課題
抜粋文で、喫茶泉輪が出す定食を「・」でつないで形容している語をすべて挙げてください。

猫ラーメン
僕が京都に来た時すでに猫ラーメンは潰れていたらしい。そもそも、猫ラーメンと呼ばれるラーメン屋が森見作品の外に実在していたことも、それが潰れたことも僕には知る由もないのだが、それでもそうなのだろうと思う。
同室が帰省した日はちょうど祝日であった。なにかとよく飯を食べていたので、果たして自分が一人でご飯を食べられるか危うい。生活リズムの合う(というか互いに足を引っ張り合う)同室がいることでご飯を食べる理由が一つ増えている。昼過ぎにふたり目を覚まし、寮食の売り切れを確認して喫茶泉輪に行くことがよくある。僕と同室どちらもその喫茶の店主を好いていて、なおかつ安い・うまい・デカいという大学生のためのような定食を出してくれる。その日は夏バテと躁鬱のダブルパンチで食欲がなく、それでも、無理に飲んだ酒で胃が痛んでいたので泉輪へ向かった。だが、祝日であった。泉輪のある通りからは東山の空がよく見え、無限の途方に暮れてしまう。泉輪はいく当てがない時の命綱だからとつい先日に同室に語っていたので命綱が途絶えた僕にただ水面が近づくだけだった。

表示された情報

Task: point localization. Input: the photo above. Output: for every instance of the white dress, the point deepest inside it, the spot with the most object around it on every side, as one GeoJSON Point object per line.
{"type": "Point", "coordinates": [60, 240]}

解答
安い、うまい、デカい